## Document passage
One Function

[MatRush]

Nice Challenge, which disassembler did you use?
I use IDA PRO, but I think it's too complex for me.

[MatRush]

Or there is any tools can run the 64bit asm code?

[CodeX]

One way to solve this by running it is so execute it on a x86-64 processor e.g. put the function into a char[] in C and then call it using a function pointer. NASM can disassemble the code which is what I used for testing this.

[ctzsm]

One way to solve this by running it is so execute it on a x86-64 processor e.g. put the function into a char[] in C and then call it using a function pointer. NASM can disassemble the code which is what I used for testing this.

That's awesome!

[TheBigBoss]

Because of none x86-64 development tools installed,
I used the following quick and dirty C-code instead.
Please be assured, I am not proud of it...

Code: Select all

#include <iostream>

#define DWORD(adr) (*((unsigned long*)&mem[adr]))
#define QWORD(adr) (*((unsigned long long*)&mem[adr]))

int main(int,char**){
    char mem[2048];
    unsigned rbp=1024;
    
    DWORD(rbp-0x8)=0x77df4777L;
    DWORD(rbp-0x4)=0x225fbb61L;
    QWORD(rbp-0x10)=0x1993LL;
    QWORD(rbp-0x8)+=QWORD(rbp-0x10);
    goto loc_3f;
loc_24:
    QWORD(rbp-0x8)-=0x6b2896a8LL;
    QWORD(rbp-0x8)^=0x2232c968b04dab36LL;
    QWORD(rbp-0x10)--;
loc_3f:
    if(QWORD(rbp-0x10))goto loc_24;

    std::cout<<QWORD(rbp-0x8);
    return 0;
}

[chris2]

Just execute the binary!

## Collected material
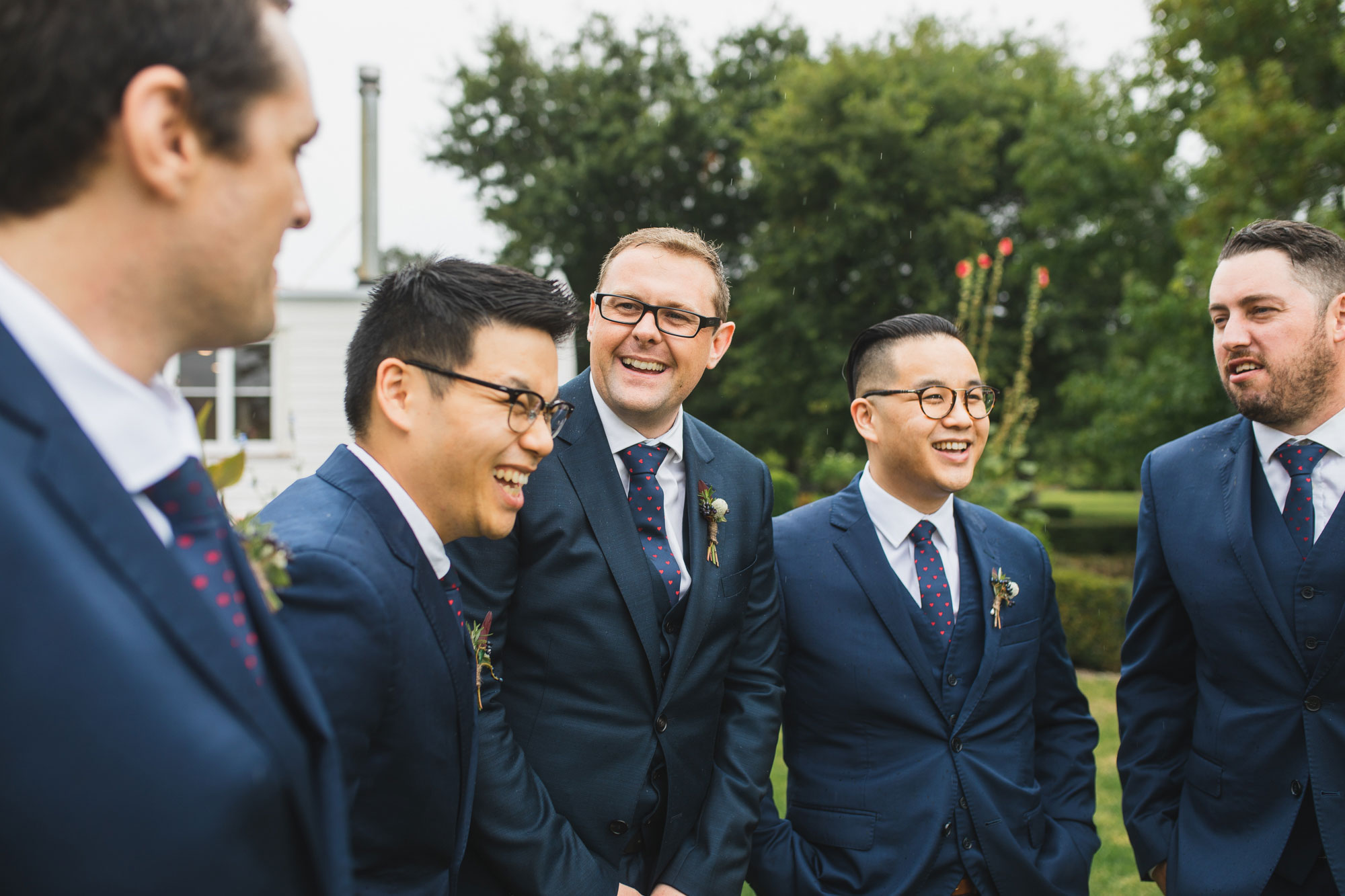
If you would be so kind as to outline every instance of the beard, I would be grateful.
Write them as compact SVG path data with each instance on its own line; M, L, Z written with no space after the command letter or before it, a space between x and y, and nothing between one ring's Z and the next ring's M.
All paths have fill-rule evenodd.
M1237 413L1276 429L1286 429L1313 416L1340 367L1330 346L1326 344L1325 320L1313 336L1303 352L1293 361L1276 363L1274 367L1263 365L1270 379L1270 386L1263 391L1236 390L1228 382L1228 369L1219 371L1224 391L1237 408Z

## What is asked
#1 Rewrite the thread starting at "That's awesome!" and ending at "proud of it...", changing "quick and dirty" to "rough".
#2 According to the thread, what tool did CodeX use to disassemble the code for testing?

## Answers to the problems
#1
That's awesome!

[TheBigBoss]

Because of none x86-64 development tools installed,
I used the following rough C-code instead.
Please be assured, I am not proud of it...

#2 NASM